(Extracted data entries)
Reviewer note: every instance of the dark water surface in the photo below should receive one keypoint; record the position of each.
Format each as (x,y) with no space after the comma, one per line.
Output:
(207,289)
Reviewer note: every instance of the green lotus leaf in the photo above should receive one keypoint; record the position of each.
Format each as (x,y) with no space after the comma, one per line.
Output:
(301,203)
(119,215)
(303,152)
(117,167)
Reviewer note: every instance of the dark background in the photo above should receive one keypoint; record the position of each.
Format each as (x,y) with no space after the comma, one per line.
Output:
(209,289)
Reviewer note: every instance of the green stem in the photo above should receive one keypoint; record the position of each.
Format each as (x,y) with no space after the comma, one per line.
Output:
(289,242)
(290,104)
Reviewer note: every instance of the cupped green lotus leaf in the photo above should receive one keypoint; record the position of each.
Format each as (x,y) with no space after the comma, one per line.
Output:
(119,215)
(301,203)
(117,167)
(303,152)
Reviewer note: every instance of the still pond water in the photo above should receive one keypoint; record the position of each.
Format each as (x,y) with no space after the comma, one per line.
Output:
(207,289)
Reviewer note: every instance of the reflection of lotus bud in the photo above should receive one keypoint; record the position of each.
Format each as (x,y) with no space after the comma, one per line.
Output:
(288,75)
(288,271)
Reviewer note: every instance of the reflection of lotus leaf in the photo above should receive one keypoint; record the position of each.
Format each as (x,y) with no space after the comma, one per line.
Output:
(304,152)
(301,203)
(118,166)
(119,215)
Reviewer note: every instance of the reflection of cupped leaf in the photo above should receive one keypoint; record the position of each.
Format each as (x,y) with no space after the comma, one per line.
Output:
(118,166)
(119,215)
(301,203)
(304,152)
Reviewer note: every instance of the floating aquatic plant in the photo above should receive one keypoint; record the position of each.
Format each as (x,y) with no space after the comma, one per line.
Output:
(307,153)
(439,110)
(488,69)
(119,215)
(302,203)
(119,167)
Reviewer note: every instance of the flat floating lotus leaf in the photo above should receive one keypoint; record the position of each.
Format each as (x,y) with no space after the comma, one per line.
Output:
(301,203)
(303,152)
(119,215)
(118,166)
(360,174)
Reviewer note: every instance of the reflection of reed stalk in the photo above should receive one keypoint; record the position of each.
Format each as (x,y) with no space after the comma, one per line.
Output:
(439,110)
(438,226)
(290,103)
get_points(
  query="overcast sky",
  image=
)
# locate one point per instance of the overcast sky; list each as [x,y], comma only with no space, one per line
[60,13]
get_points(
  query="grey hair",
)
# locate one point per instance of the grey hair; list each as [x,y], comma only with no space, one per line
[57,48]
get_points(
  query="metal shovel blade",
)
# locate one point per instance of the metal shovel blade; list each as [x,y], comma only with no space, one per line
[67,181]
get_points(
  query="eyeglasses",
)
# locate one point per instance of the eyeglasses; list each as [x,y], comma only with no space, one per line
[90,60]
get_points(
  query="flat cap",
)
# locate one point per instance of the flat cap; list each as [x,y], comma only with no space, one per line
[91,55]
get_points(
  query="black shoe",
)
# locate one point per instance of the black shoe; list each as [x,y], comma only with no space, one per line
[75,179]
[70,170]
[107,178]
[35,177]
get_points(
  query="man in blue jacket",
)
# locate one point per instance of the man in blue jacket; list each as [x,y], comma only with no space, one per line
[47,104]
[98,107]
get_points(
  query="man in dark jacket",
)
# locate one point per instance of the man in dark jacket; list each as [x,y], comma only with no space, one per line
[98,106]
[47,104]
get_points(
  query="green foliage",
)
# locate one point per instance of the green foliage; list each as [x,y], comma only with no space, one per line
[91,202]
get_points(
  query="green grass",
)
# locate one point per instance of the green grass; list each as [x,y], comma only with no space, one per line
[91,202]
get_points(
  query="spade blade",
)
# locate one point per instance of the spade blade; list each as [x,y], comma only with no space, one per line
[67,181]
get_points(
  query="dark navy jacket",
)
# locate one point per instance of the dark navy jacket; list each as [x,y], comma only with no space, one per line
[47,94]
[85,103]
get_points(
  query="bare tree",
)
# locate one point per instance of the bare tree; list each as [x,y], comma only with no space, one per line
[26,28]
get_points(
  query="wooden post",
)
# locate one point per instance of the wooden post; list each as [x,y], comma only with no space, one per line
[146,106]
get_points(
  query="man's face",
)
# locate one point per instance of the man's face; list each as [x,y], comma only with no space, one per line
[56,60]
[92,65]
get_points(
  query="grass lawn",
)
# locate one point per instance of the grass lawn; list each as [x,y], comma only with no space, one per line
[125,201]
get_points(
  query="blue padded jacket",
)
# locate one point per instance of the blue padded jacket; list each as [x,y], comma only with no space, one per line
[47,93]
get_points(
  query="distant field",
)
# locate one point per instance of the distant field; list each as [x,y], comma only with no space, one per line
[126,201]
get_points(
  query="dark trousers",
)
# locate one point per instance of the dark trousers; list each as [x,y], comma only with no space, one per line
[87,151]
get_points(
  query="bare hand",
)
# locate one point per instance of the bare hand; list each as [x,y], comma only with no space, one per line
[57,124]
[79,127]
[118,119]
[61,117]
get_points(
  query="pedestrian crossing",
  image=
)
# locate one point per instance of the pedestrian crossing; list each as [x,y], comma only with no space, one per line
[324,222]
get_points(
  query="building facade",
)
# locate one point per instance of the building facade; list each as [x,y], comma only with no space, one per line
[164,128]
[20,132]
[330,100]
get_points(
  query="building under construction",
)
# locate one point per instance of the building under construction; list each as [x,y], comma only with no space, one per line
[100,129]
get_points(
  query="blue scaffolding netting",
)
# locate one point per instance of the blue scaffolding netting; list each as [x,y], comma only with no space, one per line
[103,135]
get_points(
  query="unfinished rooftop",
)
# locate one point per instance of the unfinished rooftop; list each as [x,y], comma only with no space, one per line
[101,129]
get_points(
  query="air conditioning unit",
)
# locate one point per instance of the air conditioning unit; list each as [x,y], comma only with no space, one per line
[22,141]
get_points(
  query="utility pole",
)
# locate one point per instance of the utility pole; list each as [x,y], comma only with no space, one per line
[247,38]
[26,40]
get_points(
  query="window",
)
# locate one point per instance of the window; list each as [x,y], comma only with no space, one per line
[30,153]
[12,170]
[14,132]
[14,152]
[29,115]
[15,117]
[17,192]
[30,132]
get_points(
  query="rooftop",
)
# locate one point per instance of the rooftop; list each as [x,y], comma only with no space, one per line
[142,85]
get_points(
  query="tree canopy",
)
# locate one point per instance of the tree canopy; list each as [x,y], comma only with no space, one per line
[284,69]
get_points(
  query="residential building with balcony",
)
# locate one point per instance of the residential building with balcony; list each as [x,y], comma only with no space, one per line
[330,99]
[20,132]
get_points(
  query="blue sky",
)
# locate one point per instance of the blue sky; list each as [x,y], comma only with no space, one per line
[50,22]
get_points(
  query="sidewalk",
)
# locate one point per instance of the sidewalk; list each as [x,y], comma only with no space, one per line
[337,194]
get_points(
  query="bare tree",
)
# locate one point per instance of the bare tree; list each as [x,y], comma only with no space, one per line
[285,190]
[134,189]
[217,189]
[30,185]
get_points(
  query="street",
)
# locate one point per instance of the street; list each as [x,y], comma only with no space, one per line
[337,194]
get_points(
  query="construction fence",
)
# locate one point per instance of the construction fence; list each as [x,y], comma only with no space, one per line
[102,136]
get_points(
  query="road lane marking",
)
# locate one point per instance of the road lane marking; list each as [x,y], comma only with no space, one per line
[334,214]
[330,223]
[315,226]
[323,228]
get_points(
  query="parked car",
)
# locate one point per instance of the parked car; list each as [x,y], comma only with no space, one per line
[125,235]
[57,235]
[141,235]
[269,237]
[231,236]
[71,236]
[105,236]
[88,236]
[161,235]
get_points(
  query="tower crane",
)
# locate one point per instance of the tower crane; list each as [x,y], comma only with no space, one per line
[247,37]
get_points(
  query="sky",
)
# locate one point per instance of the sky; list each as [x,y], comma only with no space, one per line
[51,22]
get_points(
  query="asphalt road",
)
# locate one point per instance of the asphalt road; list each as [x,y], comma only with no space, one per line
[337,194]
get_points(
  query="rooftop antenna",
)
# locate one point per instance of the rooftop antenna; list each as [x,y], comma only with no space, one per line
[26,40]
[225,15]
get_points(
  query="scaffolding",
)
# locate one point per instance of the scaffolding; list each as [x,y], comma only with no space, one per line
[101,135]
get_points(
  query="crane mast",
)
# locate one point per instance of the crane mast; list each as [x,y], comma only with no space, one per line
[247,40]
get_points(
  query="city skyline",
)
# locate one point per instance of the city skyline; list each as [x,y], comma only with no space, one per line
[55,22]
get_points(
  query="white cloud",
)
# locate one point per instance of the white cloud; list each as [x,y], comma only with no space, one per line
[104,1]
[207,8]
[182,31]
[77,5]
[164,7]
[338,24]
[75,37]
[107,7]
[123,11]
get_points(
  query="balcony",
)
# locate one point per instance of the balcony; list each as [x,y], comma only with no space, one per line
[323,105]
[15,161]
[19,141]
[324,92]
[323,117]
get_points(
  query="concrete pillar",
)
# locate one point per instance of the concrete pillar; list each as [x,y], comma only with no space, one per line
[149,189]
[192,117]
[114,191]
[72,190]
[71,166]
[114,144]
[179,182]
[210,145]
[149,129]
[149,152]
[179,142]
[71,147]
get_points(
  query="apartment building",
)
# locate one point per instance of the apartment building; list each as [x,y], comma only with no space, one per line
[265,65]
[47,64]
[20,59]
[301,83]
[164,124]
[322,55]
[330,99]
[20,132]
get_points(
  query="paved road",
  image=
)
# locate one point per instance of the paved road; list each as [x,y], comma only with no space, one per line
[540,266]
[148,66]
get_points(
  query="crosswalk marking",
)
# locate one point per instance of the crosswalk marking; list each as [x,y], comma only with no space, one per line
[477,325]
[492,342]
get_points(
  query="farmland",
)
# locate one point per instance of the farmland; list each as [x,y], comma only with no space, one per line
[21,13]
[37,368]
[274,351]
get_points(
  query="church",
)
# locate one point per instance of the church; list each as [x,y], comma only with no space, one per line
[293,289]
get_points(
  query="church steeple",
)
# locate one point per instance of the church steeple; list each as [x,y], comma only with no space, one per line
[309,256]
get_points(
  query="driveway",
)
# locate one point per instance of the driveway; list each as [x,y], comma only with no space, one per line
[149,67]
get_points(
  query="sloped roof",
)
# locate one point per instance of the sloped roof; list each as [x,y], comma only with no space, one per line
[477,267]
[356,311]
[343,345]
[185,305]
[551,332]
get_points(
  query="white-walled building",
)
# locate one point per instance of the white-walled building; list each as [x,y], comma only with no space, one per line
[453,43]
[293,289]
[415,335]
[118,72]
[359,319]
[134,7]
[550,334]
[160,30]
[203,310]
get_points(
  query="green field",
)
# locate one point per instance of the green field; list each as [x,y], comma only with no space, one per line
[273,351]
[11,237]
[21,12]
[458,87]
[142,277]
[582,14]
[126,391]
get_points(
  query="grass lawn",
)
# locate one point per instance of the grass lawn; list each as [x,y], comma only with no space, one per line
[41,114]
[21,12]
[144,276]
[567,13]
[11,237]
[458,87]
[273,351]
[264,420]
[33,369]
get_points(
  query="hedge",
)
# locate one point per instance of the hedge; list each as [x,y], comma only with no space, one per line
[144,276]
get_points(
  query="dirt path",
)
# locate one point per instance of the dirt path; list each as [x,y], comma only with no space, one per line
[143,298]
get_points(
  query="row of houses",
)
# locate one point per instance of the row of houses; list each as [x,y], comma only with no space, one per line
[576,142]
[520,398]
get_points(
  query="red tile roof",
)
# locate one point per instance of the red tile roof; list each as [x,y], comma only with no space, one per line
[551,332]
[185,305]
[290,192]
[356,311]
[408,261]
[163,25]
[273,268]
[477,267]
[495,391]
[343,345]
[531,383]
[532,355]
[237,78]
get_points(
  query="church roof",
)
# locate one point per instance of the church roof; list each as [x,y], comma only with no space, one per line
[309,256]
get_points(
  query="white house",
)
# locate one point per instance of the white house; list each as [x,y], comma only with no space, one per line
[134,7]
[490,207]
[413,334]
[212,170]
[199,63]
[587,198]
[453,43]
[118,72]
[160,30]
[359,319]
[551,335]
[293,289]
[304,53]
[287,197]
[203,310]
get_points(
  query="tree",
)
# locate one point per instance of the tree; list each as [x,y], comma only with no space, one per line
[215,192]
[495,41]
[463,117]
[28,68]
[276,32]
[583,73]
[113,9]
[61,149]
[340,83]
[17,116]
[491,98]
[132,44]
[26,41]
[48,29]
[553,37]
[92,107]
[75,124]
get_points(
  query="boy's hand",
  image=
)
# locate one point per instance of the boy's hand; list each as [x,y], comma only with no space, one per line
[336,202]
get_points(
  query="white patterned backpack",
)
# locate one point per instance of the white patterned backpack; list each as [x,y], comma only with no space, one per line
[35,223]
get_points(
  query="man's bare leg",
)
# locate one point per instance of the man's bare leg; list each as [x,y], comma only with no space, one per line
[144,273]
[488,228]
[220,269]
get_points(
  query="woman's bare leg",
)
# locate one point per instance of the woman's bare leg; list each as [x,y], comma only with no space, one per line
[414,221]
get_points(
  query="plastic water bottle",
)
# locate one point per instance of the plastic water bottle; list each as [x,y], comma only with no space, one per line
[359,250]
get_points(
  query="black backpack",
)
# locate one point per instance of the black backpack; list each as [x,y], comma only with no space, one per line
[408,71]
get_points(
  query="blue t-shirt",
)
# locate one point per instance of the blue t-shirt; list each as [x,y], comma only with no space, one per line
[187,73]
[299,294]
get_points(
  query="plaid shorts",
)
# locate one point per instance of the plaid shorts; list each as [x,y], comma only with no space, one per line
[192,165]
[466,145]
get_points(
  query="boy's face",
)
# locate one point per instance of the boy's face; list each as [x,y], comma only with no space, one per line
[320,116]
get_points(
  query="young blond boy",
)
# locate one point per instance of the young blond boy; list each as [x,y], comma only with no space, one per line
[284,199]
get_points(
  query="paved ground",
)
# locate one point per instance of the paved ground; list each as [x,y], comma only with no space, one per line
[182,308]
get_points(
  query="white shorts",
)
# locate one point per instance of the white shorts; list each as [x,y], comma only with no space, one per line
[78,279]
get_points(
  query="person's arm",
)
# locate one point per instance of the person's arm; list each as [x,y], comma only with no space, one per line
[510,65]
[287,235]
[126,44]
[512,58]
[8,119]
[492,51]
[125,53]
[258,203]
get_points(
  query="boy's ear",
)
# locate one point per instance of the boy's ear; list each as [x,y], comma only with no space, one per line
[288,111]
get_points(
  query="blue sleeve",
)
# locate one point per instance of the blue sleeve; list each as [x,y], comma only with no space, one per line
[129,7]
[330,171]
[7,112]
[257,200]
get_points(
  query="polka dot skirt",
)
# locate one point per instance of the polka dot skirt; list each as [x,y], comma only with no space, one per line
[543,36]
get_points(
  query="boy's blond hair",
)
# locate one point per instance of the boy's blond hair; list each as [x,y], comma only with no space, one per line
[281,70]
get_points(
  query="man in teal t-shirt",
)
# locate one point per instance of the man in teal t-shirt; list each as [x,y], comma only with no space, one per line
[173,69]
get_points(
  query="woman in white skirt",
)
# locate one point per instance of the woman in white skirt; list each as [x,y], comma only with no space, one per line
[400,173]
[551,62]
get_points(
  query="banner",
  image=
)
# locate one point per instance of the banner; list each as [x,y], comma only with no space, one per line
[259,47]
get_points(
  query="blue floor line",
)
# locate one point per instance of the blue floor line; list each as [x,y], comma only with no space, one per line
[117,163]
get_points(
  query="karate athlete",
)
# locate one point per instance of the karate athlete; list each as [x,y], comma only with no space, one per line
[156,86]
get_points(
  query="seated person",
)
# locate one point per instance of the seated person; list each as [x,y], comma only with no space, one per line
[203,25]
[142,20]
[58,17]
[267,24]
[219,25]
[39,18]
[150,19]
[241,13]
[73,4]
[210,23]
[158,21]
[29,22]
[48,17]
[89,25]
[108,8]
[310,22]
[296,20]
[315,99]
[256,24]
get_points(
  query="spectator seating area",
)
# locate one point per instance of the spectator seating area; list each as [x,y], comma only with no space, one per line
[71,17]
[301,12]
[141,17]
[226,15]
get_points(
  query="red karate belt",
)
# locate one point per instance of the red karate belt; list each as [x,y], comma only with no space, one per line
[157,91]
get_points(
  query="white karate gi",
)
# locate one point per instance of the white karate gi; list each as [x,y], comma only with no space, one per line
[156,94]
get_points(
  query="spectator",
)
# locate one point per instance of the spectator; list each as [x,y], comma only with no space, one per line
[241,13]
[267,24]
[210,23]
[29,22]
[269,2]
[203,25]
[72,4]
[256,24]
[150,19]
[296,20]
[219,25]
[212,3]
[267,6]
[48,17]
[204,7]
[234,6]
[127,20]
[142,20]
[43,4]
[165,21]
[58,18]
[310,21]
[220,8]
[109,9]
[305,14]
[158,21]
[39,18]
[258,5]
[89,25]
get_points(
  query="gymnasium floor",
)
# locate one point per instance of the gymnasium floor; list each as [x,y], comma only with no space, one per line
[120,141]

WHAT THIS TASK INVOLVES: Look through the data above for the word "leaf". Report each line where it occurs.

EXERCISE RESPONSE:
Reviewer note: every instance of the green lotus leaf in the photo above should receive one keypoint; record the position of each.
Reviewer note: every instance of the cupped green lotus leaf in the photo above should receive one keypoint; record the position of each.
Reviewer note: every instance of the reflection of lotus leaf in the photo above should receive one keypoint; record the position of each.
Reviewer note: every instance of the reflection of cupped leaf in the photo above should receive one keypoint; record the position of each.
Reviewer note: every instance of the flat floating lotus leaf in the photo above should receive one keypoint; record the position of each.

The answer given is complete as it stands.